Stated task: Rewrite every line of the entries below, requests included, and shift each coordinate in the answer points up by 81 while leaving the requests and their sample points unchanged. Leave the pictures out.

Given entries:
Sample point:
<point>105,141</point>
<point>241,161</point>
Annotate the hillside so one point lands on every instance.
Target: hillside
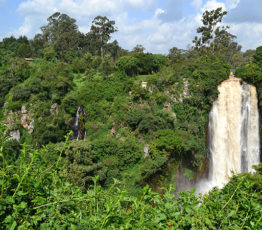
<point>84,120</point>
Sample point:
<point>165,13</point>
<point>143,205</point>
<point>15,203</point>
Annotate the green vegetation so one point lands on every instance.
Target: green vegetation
<point>36,194</point>
<point>141,114</point>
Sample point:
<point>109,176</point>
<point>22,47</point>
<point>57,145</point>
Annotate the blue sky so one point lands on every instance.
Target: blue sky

Full answer:
Sample point:
<point>105,141</point>
<point>241,161</point>
Annotate the hillside so one point lands on every instance.
Target: hillside
<point>165,201</point>
Sample point:
<point>165,13</point>
<point>143,205</point>
<point>15,203</point>
Annotate the green vegetation so one point lands on every instance.
Target: green vegetation
<point>117,275</point>
<point>222,195</point>
Sample point:
<point>109,176</point>
<point>22,47</point>
<point>57,145</point>
Annotate the blue sky so one point lands on every instance.
Target: blue sky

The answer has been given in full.